Position identification records
══════════════════════════════

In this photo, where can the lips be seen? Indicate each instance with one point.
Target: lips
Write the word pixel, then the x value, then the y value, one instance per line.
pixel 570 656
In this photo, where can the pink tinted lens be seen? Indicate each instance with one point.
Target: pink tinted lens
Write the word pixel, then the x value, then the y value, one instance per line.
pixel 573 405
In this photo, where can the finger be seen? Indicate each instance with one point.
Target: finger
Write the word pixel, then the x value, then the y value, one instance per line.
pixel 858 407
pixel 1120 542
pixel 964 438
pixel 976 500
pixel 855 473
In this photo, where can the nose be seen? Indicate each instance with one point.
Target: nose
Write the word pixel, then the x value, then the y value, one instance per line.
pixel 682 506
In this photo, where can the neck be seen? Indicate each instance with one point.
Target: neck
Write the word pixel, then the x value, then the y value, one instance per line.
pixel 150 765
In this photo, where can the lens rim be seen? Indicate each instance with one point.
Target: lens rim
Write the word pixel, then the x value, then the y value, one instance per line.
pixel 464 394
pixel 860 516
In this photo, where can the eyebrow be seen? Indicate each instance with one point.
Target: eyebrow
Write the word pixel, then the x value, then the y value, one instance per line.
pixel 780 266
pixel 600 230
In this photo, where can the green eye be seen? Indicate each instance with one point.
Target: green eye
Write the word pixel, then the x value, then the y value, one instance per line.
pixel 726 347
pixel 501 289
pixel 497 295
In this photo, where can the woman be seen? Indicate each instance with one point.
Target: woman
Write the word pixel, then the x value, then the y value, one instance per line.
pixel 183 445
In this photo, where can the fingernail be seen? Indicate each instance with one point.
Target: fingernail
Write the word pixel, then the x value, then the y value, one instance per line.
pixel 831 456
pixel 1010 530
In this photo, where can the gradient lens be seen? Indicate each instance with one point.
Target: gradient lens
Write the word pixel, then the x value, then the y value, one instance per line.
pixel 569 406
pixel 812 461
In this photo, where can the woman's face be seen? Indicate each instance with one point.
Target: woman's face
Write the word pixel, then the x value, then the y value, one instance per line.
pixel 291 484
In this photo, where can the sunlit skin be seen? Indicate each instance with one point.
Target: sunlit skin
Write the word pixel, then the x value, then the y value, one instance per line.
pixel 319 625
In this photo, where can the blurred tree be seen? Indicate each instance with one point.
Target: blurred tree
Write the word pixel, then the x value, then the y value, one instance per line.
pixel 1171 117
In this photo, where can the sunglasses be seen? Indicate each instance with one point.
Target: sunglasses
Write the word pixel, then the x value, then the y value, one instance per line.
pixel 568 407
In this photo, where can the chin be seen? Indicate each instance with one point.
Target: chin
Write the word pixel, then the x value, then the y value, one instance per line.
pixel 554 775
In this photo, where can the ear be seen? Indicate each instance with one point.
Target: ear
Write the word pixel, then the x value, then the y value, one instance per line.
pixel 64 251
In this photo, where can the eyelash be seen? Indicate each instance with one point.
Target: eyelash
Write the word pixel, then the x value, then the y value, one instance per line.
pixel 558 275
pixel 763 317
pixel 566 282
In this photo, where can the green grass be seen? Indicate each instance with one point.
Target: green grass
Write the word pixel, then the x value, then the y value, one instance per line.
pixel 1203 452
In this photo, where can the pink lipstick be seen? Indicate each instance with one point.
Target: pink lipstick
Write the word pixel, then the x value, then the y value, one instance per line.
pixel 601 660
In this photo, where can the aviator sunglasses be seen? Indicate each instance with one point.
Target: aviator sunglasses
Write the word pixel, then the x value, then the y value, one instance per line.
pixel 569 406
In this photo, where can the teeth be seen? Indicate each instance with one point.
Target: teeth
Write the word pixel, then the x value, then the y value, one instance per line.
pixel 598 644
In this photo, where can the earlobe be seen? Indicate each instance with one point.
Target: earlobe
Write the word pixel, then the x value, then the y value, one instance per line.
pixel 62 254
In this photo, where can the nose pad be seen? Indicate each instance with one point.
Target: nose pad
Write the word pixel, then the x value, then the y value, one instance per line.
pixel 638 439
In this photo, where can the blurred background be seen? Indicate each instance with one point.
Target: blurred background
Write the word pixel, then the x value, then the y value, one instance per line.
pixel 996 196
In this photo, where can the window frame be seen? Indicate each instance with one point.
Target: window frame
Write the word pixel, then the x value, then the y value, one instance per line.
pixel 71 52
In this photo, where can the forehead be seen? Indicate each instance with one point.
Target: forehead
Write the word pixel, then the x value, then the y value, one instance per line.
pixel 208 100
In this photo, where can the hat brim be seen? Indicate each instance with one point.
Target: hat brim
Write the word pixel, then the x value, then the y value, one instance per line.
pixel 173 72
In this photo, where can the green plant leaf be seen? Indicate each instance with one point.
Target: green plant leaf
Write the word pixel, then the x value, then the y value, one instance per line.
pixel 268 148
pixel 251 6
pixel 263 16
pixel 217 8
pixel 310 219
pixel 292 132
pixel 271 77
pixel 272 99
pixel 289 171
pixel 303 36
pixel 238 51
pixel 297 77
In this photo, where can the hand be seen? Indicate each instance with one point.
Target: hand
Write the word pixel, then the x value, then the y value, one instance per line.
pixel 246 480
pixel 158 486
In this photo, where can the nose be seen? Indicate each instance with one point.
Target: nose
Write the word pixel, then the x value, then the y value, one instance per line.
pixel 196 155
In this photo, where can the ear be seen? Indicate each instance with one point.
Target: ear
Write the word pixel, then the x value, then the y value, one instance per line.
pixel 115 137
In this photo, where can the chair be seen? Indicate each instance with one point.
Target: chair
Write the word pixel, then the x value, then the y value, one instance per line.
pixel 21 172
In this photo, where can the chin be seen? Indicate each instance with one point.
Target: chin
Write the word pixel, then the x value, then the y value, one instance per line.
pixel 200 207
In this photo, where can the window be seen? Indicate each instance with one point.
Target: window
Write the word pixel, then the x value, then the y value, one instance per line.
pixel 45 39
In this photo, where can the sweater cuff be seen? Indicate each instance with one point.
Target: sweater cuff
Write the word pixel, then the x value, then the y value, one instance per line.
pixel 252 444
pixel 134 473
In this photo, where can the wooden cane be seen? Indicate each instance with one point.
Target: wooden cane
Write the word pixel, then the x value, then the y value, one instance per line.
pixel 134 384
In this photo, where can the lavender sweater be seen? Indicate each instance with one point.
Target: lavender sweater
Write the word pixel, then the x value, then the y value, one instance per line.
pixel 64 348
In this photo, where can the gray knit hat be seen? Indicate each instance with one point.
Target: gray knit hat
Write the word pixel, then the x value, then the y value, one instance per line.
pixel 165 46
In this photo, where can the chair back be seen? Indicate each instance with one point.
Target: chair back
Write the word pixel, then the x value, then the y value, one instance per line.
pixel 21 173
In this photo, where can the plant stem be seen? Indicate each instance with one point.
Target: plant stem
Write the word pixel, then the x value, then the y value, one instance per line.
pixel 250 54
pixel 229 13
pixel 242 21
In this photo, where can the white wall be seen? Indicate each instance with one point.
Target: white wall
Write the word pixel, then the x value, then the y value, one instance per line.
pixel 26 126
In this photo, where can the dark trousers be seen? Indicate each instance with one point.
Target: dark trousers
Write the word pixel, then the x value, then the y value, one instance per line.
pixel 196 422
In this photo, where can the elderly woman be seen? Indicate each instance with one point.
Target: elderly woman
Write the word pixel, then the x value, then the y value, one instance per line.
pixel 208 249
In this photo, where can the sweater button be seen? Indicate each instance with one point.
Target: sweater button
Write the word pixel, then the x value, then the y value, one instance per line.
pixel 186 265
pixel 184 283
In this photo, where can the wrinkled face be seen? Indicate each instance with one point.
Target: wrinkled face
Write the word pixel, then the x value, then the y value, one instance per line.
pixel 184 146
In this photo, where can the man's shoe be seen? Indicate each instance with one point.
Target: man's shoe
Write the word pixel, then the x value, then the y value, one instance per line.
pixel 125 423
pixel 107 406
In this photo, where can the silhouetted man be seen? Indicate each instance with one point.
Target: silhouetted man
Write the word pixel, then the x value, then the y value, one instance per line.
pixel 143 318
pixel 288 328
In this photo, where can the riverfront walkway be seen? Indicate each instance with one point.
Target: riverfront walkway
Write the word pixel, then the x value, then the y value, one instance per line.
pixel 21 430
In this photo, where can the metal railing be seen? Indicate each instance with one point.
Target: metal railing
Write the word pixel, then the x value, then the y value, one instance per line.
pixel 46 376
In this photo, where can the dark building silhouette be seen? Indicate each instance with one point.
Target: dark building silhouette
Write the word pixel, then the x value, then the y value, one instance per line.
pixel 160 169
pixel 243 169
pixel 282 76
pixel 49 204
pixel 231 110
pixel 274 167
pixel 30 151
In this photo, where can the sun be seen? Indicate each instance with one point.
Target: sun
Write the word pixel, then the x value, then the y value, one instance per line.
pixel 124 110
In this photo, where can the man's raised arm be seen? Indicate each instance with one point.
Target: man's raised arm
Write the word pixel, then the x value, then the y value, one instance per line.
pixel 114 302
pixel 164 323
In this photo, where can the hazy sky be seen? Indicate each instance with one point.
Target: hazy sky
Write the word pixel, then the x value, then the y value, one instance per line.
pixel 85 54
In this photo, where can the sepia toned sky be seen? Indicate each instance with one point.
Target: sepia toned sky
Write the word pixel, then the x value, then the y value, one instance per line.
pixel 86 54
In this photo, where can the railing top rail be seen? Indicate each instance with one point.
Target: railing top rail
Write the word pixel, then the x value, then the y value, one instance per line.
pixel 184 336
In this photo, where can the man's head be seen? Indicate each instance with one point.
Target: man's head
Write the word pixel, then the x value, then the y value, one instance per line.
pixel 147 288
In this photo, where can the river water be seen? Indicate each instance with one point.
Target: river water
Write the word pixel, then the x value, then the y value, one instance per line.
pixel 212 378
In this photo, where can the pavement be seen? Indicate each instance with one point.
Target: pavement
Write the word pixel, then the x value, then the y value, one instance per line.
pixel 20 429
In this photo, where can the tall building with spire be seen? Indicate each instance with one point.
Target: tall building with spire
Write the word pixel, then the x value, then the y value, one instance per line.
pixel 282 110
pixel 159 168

══════════════════════════════

Direction: From the material above, copy out the part that begins with the line containing "In this photo, where can the finger be" and ends with the line containing "pixel 855 473", including both of those lines and keeping every line unchanged.

Final result:
In this photo, where can the finger be seen? Indicate each instance with one point.
Target: finger
Write the word pixel, then the x value, then the y value, one instance per line.
pixel 858 407
pixel 1120 542
pixel 964 438
pixel 976 500
pixel 855 473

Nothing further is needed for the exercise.